▶ _PROBLEM DESCRIPTION_
Pictures stay out. Everything else in the listing below gets written out exactly.

▶ _PROVIDED RECORDS_
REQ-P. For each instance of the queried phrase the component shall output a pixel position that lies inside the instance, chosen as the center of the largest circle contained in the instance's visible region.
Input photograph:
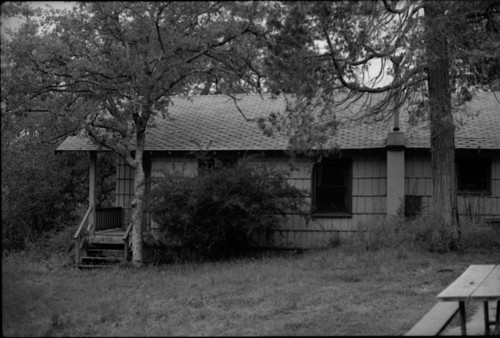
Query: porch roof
(214, 122)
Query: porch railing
(80, 233)
(108, 218)
(126, 241)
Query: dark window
(413, 206)
(473, 175)
(212, 163)
(332, 187)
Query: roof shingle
(214, 122)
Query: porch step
(88, 260)
(92, 266)
(105, 239)
(104, 252)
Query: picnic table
(477, 283)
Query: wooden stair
(102, 251)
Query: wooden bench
(436, 320)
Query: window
(413, 206)
(211, 163)
(332, 187)
(473, 175)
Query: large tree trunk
(139, 197)
(444, 192)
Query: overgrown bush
(215, 214)
(427, 232)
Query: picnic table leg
(461, 308)
(486, 319)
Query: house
(374, 171)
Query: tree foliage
(113, 66)
(433, 56)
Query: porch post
(395, 172)
(92, 187)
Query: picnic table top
(479, 282)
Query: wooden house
(374, 173)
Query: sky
(15, 23)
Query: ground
(338, 291)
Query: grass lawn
(330, 292)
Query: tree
(115, 65)
(429, 51)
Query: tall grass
(427, 232)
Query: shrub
(215, 214)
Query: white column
(395, 172)
(92, 186)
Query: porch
(102, 238)
(102, 242)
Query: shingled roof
(214, 122)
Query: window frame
(348, 190)
(486, 161)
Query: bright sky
(14, 23)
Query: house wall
(369, 191)
(368, 201)
(418, 182)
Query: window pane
(332, 186)
(333, 174)
(331, 199)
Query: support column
(395, 172)
(92, 187)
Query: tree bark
(444, 192)
(139, 196)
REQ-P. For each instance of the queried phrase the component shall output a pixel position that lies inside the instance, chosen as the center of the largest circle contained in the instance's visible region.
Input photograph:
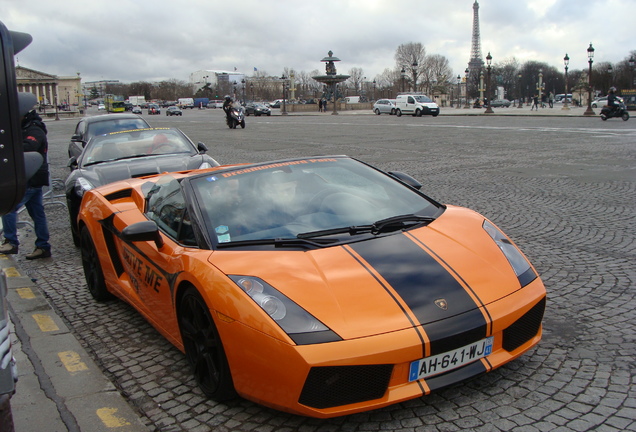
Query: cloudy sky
(142, 40)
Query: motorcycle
(619, 111)
(236, 117)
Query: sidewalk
(59, 387)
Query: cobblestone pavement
(563, 188)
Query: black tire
(92, 268)
(204, 348)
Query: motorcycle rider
(612, 100)
(227, 106)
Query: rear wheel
(92, 268)
(203, 347)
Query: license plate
(440, 363)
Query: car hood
(446, 272)
(108, 172)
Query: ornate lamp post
(459, 80)
(566, 61)
(519, 91)
(540, 87)
(489, 87)
(414, 76)
(284, 79)
(590, 56)
(467, 72)
(481, 86)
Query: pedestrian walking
(33, 140)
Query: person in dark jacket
(34, 140)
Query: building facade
(50, 89)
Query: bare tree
(410, 57)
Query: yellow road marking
(108, 417)
(72, 361)
(12, 272)
(25, 293)
(45, 322)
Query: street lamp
(566, 62)
(488, 86)
(414, 76)
(467, 72)
(590, 56)
(459, 80)
(519, 91)
(284, 79)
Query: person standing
(34, 140)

▶ _ANSWER BOX_
REQ-P. For each instance of the queried phrase the component shall output a pixel position that lies inside the instance, chosen as the center of the largest circle contained in the instance's visible region.
Input photograph:
Query: porch roof
(214, 122)
Query: porch railing
(80, 233)
(108, 218)
(126, 241)
Query: dark window
(413, 206)
(473, 175)
(212, 163)
(332, 187)
Query: roof shingle
(214, 122)
Query: porch step
(88, 260)
(92, 266)
(105, 239)
(104, 252)
Query: picnic table
(477, 283)
Query: wooden stair
(102, 251)
Query: wooden bench
(436, 320)
Query: window
(413, 206)
(211, 163)
(332, 187)
(473, 175)
Query: large tree trunk
(139, 197)
(444, 192)
Query: overgrown bush
(215, 214)
(427, 232)
Query: picnic table leg
(461, 308)
(486, 319)
Query: house
(374, 171)
Query: tree foliage
(113, 66)
(433, 56)
Query: porch post
(395, 172)
(92, 187)
Query: picnic table top
(479, 282)
Query: wooden house
(374, 173)
Query: sky
(15, 23)
Query: ground
(338, 291)
Query: grass lawn
(330, 292)
Query: tree
(115, 65)
(429, 51)
Query: tall grass
(427, 232)
Query: shrub
(215, 214)
Query: white column
(395, 172)
(92, 186)
Query: porch
(102, 238)
(102, 242)
Query: shingled roof
(214, 122)
Query: window frame
(348, 190)
(486, 161)
Query: bright sky
(14, 23)
Query: house wall
(369, 191)
(368, 201)
(418, 182)
Query: window pane
(332, 186)
(333, 174)
(331, 199)
Query: support column
(395, 172)
(92, 187)
Query: tree bark
(444, 192)
(139, 196)
REQ-P. For each instance of the queried phrase the component shall output a pixel position that lies inside the instance, chosen as the center of the largest circle contained in the instance's visible region.
Input photograph:
Query: cloudy sky
(142, 40)
Query: motorcycle
(619, 111)
(236, 117)
Query: sidewalk
(59, 387)
Query: cobblestone pavement
(563, 188)
Query: black tire
(92, 268)
(204, 348)
Query: motorcycle rider
(612, 100)
(227, 106)
Query: rear wheel
(92, 268)
(203, 347)
Query: license plate
(440, 363)
Query: car hood
(446, 272)
(108, 172)
Query: ornate lamp post
(459, 80)
(566, 61)
(519, 91)
(540, 87)
(489, 87)
(414, 76)
(284, 79)
(590, 56)
(467, 72)
(481, 86)
Query: pedestrian walking
(33, 140)
Query: person in dark jacket
(34, 140)
Query: building facade
(50, 89)
Query: bare tree
(410, 57)
Query: yellow road marking
(108, 417)
(72, 361)
(12, 272)
(25, 293)
(45, 322)
Query: street lamp
(566, 62)
(488, 86)
(414, 76)
(467, 72)
(590, 56)
(459, 80)
(519, 91)
(284, 79)
Query: person standing
(34, 140)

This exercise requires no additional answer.